▸ EXCERPT PROVIDED
--- --- ---
Archive for April, 2011

Trial Notebook : Appeals – Court’s Interpretation of Statute

Friday, April 29th, 2011

The Court’s duty is to find meaning in all portions of the statutory provision in a manner which avoids, if practical, any conclusion that the provisions are inconsistent or contradictory.  See Houston v. Lows of Savannah, Inc., 235 Ga. 201, 219 S.E.2d 115 (1975); Boyles v. Steine, 224 Ga. 392, 162 S.E.2d 324 (1968); Polleson Lumber Company v. Kirk, 200 Ga. App. 689, 409 S.E.2d 260 (1991); Undercofler v. Colonial Pipeline Company, 114 Ga. App. 739, 152 S.E.2d 768 (1966); Undercofler v. Capital Auto Company, 111 Ga. App. 709, 143 S.E.2d 206 (1965).

On appeal of an award, or denial of workers’ compensation benefits, the Superior Court may not substitute its findings for the appellate division’s findings of fact, and when sitting as an appellate body, it is bound by the “any evidence” standard of review and is not authorized to substitute its judgment as to weight of the evidence or the credibility of the witnesses.  Owens-Brockway Packaging v. Hathorn, 227 Ga. App. 110, 488 S.E.2d 495 (1997).

“Further, in reviewing a workers’ compensation award, we must construe the evidence in the light most favorable to the prevailing party.”  Hallsey v. Fort Howard Paper Co., 268 Ga. 57, 484 S.E.2d 653 (1997).

“In reviewing a workers’ compensation award, both this Court and the Superior Court must construe the evidence in the light most favorable to the party prevailing for the appellate division.  It is axiomatic that the findings of the State Board of Workers’ Compensation, when supported by any evidence, are conclusive and binding, and that neither the Superior Court nor this Court has any authority to substitute itself as a fact-finding body in lieu of the Board.” Logan v. St. Joseph Hospital, 227 Ga. App. 853, 490 S.E.2d 483 (1997).
--- --- ---
▸ WORK ORDER 1
In the notebook entry, what standard of review binds the Superior Court when it sits as an appellate body on a workers' compensation award?
▸ WORK ORDER 2
Please reproduce the notebook entry word for word, starting at "On appeal of" and ending at "S.E.2d 653 (1997).".

▸ COLLECTED DATA
--- --- ---
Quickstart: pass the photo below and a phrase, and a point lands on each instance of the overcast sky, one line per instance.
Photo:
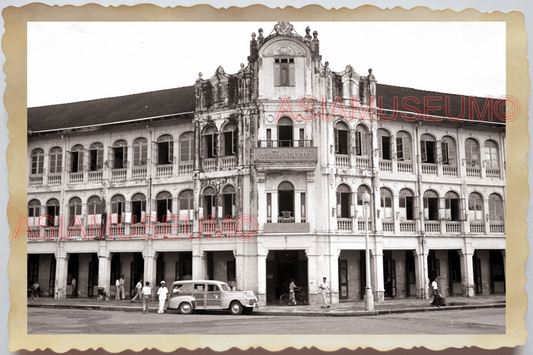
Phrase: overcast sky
(76, 61)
--- --- ---
▸ ANSWER SECTION 1
The "any evidence" standard of review.

▸ ANSWER SECTION 2
On appeal of an award, or denial of workers’ compensation benefits, the Superior Court may not substitute its findings for the appellate division’s findings of fact, and when sitting as an appellate body, it is bound by the “any evidence” standard of review and is not authorized to substitute its judgment as to weight of the evidence or the credibility of the witnesses.  Owens-Brockway Packaging v. Hathorn, 227 Ga. App. 110, 488 S.E.2d 495 (1997).

“Further, in reviewing a workers’ compensation award, we must construe the evidence in the light most favorable to the prevailing party.”  Hallsey v. Fort Howard Paper Co., 268 Ga. 57, 484 S.E.2d 653 (1997).